## Data shown
>> begin

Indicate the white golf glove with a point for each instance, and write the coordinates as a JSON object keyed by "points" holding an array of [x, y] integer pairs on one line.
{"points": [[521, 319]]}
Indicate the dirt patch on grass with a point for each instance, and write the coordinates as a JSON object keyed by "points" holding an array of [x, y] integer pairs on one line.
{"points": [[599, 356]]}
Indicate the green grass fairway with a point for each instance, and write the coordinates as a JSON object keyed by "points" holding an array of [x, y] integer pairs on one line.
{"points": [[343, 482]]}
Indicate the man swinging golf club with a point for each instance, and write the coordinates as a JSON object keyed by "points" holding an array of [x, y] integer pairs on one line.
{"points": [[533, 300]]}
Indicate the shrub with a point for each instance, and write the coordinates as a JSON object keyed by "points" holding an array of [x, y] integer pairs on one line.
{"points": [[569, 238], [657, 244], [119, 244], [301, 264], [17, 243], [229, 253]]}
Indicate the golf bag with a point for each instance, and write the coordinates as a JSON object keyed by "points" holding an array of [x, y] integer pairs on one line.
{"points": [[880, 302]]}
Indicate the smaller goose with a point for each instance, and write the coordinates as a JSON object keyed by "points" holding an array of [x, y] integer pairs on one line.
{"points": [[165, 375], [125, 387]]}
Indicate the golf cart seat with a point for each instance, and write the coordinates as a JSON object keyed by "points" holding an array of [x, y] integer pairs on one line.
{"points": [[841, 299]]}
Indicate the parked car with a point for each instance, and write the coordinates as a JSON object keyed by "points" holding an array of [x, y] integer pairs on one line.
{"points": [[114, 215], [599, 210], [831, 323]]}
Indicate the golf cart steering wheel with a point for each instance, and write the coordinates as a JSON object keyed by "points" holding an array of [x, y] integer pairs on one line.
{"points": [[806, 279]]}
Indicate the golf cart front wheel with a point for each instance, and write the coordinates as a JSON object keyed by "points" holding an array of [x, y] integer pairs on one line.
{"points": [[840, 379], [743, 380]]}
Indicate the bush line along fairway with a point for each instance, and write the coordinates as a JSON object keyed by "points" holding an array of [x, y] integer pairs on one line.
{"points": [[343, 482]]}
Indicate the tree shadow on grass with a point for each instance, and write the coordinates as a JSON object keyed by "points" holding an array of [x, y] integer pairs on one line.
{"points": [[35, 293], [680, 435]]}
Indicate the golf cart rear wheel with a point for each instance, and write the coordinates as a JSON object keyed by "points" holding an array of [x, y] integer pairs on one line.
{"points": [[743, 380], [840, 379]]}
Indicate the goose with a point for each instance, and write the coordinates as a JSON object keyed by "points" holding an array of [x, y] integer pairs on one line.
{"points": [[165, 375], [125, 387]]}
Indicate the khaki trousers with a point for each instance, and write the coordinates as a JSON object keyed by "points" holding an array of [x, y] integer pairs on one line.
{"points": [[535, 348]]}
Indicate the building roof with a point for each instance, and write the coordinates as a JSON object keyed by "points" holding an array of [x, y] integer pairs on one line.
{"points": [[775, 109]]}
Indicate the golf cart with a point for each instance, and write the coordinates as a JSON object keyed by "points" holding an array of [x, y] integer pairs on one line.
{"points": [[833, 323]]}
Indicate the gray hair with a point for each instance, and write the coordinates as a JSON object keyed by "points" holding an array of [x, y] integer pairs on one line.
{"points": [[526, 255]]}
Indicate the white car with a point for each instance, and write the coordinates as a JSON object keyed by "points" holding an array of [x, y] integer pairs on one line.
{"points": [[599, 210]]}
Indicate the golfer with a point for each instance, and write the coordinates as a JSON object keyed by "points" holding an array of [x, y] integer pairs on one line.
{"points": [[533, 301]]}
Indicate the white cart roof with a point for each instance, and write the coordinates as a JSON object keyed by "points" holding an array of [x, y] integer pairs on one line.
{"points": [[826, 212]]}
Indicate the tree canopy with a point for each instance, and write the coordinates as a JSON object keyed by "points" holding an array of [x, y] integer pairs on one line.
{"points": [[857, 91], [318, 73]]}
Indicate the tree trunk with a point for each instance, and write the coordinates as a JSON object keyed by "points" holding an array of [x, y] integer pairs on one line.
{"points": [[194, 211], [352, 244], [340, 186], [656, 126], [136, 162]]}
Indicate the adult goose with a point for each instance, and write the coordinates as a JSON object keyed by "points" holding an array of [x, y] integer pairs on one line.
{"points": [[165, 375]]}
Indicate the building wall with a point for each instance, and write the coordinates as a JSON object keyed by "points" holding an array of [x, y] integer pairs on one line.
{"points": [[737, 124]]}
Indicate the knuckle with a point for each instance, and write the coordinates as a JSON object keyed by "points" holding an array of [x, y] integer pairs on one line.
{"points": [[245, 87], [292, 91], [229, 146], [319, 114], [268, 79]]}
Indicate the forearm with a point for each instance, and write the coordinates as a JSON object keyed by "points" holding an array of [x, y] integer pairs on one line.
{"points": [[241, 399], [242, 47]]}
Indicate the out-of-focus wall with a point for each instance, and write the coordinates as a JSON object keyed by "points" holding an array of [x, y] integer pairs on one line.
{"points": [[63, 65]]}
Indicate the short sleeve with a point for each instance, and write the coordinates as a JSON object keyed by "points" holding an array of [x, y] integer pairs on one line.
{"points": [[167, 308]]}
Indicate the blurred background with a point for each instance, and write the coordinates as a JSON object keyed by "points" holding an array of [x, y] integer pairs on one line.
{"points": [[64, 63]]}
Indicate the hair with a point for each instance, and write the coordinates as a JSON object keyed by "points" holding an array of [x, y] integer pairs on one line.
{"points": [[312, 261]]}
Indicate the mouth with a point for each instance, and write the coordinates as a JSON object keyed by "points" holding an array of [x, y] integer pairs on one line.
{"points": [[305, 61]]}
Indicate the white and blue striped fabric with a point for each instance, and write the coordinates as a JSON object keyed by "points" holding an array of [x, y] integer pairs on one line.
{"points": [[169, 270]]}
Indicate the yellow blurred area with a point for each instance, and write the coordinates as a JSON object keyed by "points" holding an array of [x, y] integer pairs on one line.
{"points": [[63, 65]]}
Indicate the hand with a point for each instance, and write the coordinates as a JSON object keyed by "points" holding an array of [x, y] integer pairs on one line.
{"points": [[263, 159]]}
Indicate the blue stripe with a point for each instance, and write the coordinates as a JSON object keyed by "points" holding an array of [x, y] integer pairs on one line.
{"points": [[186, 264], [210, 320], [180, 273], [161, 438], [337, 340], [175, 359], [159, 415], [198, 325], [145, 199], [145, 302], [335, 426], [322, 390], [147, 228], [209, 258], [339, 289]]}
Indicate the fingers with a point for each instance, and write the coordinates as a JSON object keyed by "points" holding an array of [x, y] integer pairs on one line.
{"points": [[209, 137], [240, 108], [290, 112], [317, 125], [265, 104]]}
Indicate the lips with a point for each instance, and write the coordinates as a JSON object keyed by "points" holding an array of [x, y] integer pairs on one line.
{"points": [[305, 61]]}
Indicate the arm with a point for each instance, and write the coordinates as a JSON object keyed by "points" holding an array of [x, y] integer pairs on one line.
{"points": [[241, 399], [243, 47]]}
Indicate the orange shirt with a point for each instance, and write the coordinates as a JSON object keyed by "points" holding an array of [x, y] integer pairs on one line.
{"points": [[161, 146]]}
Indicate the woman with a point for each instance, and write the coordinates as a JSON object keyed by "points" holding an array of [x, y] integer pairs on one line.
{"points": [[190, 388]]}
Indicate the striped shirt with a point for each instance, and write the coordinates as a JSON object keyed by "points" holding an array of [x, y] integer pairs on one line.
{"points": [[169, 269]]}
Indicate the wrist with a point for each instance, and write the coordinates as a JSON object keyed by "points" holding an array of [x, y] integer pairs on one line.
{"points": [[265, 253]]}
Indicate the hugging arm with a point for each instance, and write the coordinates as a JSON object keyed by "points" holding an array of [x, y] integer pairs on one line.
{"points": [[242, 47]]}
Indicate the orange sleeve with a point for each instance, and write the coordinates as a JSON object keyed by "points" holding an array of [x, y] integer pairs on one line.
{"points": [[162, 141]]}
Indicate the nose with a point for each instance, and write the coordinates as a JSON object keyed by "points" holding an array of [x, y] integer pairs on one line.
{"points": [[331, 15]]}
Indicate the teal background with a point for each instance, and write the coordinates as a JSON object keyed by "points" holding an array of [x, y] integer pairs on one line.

>> end

## Task requirements
Exactly as written, give again every line from the one containing "Indicate the woman" through the last line of the material above, and no other lines.

## Full output
Indicate the woman with a point for each instance, and write the coordinates as a JSON object keyed by "points" holding an array of [x, y] integer pairs on one line.
{"points": [[190, 388]]}
Indicate the striped shirt with a point for each instance, and write the coordinates as a JSON object keyed by "points" holding an array of [x, y] integer pairs on one line.
{"points": [[169, 269]]}
Indicate the wrist with a point for each instance, and write the coordinates as a JSON object keyed by "points" holding an array of [x, y] integer pairs on one line.
{"points": [[265, 253]]}
Indicate the hugging arm with a point for each instance, and write the coordinates as a JSON object keyed by "points" holding an array of [x, y] integer pairs on one line.
{"points": [[242, 47]]}
Indicate the orange sleeve with a point for each instance, and write the coordinates as a JSON object keyed by "points" holding an array of [x, y] integer pairs on one line.
{"points": [[162, 141]]}
Indicate the nose with a point for each instance, and write the coordinates as a JSON object keyed by "points" holding an array of [x, y] integer pairs on one line.
{"points": [[331, 15]]}
Indicate the teal background with a point for each instance, and write the coordinates as a JSON object keyed by "points" holding an array of [x, y] integer pairs on one line.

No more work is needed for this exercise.